→ **EXERCISE AIM**
In the records below, find the line containing "Can you find the index"; restate it and every later line word for word, through the last.

→ **Source data**
........

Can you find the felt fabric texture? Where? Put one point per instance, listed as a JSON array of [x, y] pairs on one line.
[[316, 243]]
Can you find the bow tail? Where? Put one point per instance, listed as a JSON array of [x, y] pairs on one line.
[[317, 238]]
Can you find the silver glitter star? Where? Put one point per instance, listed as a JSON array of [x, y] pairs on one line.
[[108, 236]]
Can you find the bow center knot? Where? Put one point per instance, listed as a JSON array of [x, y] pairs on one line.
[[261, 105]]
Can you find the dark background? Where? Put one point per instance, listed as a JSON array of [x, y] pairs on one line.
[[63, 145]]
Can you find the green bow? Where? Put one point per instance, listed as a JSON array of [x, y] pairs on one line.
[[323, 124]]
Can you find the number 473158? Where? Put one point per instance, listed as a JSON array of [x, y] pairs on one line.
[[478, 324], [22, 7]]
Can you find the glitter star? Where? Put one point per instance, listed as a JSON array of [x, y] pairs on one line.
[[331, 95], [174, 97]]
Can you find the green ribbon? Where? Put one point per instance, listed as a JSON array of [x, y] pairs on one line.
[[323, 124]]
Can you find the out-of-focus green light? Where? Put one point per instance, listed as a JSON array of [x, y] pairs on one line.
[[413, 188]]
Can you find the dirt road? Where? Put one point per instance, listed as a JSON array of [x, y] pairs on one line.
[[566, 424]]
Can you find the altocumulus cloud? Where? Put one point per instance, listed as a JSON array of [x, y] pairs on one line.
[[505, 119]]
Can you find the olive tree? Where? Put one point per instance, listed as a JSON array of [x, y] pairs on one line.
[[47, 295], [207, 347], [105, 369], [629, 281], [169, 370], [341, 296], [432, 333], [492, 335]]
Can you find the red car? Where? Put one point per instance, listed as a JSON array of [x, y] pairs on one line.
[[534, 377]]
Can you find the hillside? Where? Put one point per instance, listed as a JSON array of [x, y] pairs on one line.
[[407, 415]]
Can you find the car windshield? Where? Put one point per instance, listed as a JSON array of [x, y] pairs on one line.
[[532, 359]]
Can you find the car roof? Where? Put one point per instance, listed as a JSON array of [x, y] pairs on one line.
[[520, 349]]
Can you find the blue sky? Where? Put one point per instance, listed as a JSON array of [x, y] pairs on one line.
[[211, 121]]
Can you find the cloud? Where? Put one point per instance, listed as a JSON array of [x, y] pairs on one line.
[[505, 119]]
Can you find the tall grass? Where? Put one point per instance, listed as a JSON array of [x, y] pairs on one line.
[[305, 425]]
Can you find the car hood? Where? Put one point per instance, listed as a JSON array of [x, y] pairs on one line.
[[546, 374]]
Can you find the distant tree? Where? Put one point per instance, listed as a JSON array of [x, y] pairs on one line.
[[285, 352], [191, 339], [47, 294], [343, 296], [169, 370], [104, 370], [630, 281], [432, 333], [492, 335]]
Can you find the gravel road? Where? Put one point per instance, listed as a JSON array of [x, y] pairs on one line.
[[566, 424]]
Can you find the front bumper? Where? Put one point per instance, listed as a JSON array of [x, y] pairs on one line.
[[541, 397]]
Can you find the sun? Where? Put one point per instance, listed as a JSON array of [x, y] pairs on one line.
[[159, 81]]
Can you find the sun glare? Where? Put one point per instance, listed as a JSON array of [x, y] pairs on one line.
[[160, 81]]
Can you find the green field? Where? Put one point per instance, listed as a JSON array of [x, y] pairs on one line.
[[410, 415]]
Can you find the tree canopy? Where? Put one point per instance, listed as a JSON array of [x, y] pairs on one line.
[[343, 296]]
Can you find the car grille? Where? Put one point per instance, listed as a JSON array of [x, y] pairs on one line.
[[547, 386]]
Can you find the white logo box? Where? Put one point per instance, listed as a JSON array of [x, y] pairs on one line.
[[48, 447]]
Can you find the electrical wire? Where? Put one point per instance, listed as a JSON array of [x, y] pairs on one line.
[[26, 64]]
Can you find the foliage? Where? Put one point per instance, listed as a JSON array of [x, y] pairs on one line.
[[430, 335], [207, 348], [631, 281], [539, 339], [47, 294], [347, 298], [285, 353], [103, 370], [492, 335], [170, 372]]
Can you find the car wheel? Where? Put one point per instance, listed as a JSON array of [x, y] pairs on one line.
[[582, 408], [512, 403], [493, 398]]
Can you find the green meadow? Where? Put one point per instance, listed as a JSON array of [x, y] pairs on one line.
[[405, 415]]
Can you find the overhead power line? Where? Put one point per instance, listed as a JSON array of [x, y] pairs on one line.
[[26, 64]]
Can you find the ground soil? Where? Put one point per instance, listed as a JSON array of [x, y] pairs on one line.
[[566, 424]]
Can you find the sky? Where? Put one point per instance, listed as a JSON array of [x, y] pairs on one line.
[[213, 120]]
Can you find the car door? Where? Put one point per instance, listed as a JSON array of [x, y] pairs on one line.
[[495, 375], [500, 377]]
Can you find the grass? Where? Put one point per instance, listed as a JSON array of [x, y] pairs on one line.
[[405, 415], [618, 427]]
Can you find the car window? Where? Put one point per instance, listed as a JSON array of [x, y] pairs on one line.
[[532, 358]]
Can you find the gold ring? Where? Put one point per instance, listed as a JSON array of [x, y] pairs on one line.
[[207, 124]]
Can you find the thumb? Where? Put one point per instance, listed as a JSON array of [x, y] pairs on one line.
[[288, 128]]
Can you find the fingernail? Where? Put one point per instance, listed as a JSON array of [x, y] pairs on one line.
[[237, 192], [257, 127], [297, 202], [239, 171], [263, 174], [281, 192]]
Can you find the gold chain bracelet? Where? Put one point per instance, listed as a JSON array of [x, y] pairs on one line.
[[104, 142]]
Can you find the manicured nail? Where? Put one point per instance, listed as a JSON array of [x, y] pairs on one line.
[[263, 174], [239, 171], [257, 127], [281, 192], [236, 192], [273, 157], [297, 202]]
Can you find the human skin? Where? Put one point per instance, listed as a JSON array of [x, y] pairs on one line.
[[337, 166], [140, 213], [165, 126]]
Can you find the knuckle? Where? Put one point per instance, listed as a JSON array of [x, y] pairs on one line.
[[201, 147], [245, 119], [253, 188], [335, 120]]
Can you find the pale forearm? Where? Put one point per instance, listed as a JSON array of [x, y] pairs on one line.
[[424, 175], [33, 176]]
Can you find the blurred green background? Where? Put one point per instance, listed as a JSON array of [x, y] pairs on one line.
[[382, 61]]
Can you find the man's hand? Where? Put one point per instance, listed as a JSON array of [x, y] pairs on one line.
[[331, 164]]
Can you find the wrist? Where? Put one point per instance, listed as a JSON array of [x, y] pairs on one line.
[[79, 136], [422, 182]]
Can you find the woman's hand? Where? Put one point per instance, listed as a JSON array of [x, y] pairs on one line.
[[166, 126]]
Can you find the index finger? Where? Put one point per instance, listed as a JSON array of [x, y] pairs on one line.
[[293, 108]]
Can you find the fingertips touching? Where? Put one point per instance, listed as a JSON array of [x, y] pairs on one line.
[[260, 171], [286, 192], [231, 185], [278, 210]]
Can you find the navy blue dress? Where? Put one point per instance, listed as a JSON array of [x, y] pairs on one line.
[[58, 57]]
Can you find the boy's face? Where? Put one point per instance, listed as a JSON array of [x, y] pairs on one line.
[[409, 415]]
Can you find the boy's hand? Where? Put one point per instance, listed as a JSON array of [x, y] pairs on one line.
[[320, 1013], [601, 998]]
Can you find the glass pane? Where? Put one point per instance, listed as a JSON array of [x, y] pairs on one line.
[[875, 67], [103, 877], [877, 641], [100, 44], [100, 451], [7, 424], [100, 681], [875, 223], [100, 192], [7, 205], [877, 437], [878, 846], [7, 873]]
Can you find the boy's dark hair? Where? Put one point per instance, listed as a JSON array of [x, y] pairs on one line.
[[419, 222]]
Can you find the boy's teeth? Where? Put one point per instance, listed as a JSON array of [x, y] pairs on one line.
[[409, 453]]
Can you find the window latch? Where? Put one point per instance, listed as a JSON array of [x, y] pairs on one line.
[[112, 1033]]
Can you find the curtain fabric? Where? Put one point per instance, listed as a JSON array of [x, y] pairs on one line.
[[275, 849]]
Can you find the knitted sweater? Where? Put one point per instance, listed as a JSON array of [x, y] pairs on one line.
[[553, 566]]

........

→ **ANSWER SPACE**
Can you find the index finger? Where? Put one point per instance, listed as a JSON array of [x, y] pairs on one line.
[[293, 108]]
Can you find the fingertips touching? Where? Put one point per instance, listed as a JSON array of [x, y] pairs on one line.
[[260, 171], [286, 192], [231, 185], [278, 210]]
Can you find the navy blue dress? Where? Put one point per instance, listed as a JSON array of [x, y] pairs on one line.
[[58, 57]]
Can you find the boy's face? Where? Put one point per instance, listed as a JSON array of [x, y] pairs on one line.
[[409, 415]]
Can you find the boy's hand? Where? Put one point per instance, listed as a JSON array of [x, y] pairs on one line.
[[320, 1013], [601, 998]]
Can you find the glass pane? Where? Put one point per instance, listed as a JSON array of [x, y] pairs on one line.
[[875, 67], [103, 877], [877, 641], [100, 44], [100, 451], [7, 424], [100, 681], [875, 223], [100, 192], [7, 205], [877, 437], [878, 846], [7, 873]]
Can you find the boy's dark hair? Where? Put one point per instance, listed as a JSON array of [x, y] pairs on one line.
[[419, 222]]
Can you find the boy's teeth? Where? Put one point per instance, listed as a JSON array of [x, y] pairs on one line.
[[409, 453]]
Can you find the window latch? Where? Put one point per instance, listed as a JSON array of [x, y] pairs on one line.
[[112, 1033]]
Can you find the curtain fabric? Where? Put one point per instance, listed as a JSON array of [x, y] pairs on one line.
[[275, 849]]
Can you find the knitted sweater? Where? Put one point per instance, listed as a JSON array of [x, y] pairs on one line.
[[553, 566]]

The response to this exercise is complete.